**Required task:** Could you render every line of the records below as a JSON list of strings, with one string per line and blank lines left out?
___ Material for this task
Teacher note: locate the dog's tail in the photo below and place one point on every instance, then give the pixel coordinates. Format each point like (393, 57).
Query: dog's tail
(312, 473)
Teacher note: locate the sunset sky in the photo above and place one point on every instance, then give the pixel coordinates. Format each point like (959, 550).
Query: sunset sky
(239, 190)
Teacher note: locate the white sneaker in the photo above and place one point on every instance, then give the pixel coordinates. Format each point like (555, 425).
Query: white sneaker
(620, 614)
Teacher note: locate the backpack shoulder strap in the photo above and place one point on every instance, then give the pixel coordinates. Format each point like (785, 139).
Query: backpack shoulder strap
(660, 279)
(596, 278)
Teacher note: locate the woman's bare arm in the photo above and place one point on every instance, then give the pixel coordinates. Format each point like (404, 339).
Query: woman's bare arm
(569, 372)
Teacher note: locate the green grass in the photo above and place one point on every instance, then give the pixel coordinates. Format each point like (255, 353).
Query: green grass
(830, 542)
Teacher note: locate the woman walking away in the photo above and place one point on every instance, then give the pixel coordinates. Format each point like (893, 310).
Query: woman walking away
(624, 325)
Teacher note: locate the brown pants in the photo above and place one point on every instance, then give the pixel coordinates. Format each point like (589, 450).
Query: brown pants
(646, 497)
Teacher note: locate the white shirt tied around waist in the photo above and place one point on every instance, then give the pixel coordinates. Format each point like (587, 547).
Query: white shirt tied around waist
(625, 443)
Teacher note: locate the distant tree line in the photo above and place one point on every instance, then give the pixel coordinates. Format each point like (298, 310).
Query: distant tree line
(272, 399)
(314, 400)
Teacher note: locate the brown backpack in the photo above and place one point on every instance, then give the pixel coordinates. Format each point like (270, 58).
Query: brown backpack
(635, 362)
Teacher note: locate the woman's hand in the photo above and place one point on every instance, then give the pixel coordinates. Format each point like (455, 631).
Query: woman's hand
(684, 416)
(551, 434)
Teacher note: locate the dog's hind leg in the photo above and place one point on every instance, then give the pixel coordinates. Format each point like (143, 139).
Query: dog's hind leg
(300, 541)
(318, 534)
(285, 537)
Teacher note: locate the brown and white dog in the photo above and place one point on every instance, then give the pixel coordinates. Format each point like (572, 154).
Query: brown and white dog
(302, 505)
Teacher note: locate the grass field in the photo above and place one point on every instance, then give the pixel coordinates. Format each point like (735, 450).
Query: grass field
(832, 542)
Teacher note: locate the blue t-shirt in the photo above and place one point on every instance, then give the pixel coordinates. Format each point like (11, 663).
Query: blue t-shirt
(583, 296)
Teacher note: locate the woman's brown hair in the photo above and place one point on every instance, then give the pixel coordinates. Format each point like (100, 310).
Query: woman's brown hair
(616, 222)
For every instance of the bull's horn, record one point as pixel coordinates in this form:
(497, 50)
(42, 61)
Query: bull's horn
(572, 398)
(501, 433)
______
**Solution to the problem:**
[
  "Teacher note: locate the dog's tail in the photo below and place one point on every instance, then give the pixel coordinates. Format each point like (393, 57).",
  "Query: dog's tail",
  "(312, 473)",
  "Teacher note: locate the sunset sky in the photo above and place one point on every instance, then give the pixel coordinates. Format each point like (959, 550).",
  "Query: sunset sky",
  "(239, 190)",
  "Teacher note: locate the white sneaker in the photo above and place one point on every instance, then give the pixel coordinates. Format each point like (555, 425).",
  "Query: white sneaker",
  "(620, 614)",
  "Teacher note: locate the backpack shoulder strap in the photo above and place one point on every instance, then give the pixel coordinates. Format each point like (785, 139).",
  "Query: backpack shoulder strap",
  "(660, 279)",
  "(596, 278)",
  "Teacher note: locate the woman's bare arm in the photo above and place one point on every instance, then give the pixel coordinates. Format each point like (404, 339).",
  "Query: woman's bare arm",
  "(569, 372)",
  "Teacher note: locate the green grass in the photo above and place one point on every instance, then give the pixel coordinates. Format each point like (255, 353).",
  "Query: green grass",
  "(830, 542)",
  "Teacher note: locate the woman walking away in the photo above and place one point on every instance, then give the pixel coordinates. Format each point like (893, 310).",
  "Query: woman walking away",
  "(624, 325)",
  "Teacher note: locate the brown pants in the photo above and place one point on every instance, then give the pixel coordinates. Format each point like (589, 450).",
  "Query: brown pants",
  "(646, 497)",
  "Teacher note: locate the white shirt tied around waist in the photo above and place one point on every instance, then give the pixel coordinates. Format each point like (587, 547).",
  "Query: white shirt tied around waist",
  "(625, 443)",
  "Teacher note: locate the distant tree line in the photo above and place one point on every instance, then give the pixel coordinates. Format each point like (298, 310).",
  "Query: distant tree line",
  "(272, 399)",
  "(314, 400)",
  "Teacher note: locate the brown backpack in the photo above and place one point on every instance, then give the pixel coordinates. Format each point like (270, 58).",
  "Query: brown backpack",
  "(635, 362)",
  "Teacher note: locate the woman's hand in the photo above and place one point on every instance, then give the pixel coordinates. Format each point like (455, 631).",
  "Query: woman's hand",
  "(684, 416)",
  "(551, 434)",
  "Teacher note: locate the dog's hind leg in the photo above and place one point on every instance, then give the pixel coordinates. Format each point like (143, 139).",
  "Query: dog's hind leg",
  "(300, 541)",
  "(318, 534)",
  "(285, 537)",
  "Teacher note: locate the brown and white dog in the photo above and place one point on every instance, then give the pixel coordinates. Format each point like (572, 154).",
  "Query: brown and white dog",
  "(302, 505)",
  "Teacher note: locate the grass field in the photo above and place one point on every instance, then give the pixel coordinates. Format each point like (735, 450).",
  "Query: grass field",
  "(832, 542)",
  "Teacher note: locate the blue t-shirt in the photo above and place one point on every instance, then give the pixel coordinates. Format each point like (11, 663).",
  "Query: blue t-shirt",
  "(583, 296)",
  "Teacher note: locate the woman's brown hair in the photo above and place one point on every instance, then give the pixel coordinates. Format each point like (100, 310).",
  "Query: woman's brown hair",
  "(616, 222)",
  "For every instance of the bull's horn, record one point as pixel coordinates in this form:",
  "(497, 50)",
  "(42, 61)",
  "Query: bull's horn",
  "(572, 398)",
  "(501, 433)"
]